(Stored entries)
=====

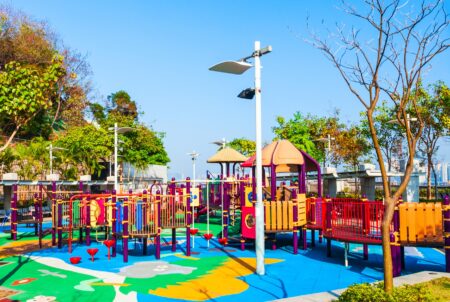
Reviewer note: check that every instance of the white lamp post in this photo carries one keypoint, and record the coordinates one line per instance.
(117, 130)
(193, 156)
(327, 139)
(239, 67)
(50, 149)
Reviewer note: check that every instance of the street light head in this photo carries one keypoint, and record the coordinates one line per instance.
(124, 129)
(234, 67)
(248, 94)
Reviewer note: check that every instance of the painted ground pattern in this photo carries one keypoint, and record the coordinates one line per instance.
(214, 273)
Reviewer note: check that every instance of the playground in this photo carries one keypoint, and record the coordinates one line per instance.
(194, 239)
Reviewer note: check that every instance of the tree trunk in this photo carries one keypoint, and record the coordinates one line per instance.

=====

> [WHAT YOU ARE ASKED TO DO]
Copy the listing in full and without alteration, omitting every picture.

> [OUTPUT FOR THIS EXERCISE]
Reviewer note: check that every instance of the white lamp post in this photo carries one keypoint, and record the coordinates one line per instance.
(117, 130)
(193, 156)
(327, 139)
(239, 67)
(50, 149)
Reviewer note: check that every instance of the street light head in this photo carries one keypoint, and record the coordinates one line per instance.
(124, 129)
(234, 67)
(248, 94)
Reviewer note: check that every instance of the painted ground pattern in this photo carries one keypoint, and record the coordinates one line per instance.
(214, 273)
Reviewer note: check that every instance of the playground in this photo carries one keypoint, and record the coordinates one line per instance.
(194, 239)
Reviewer note: check that every instance of the tree trunk in this photo carries one keypoint, and record the coordinates one line per instance.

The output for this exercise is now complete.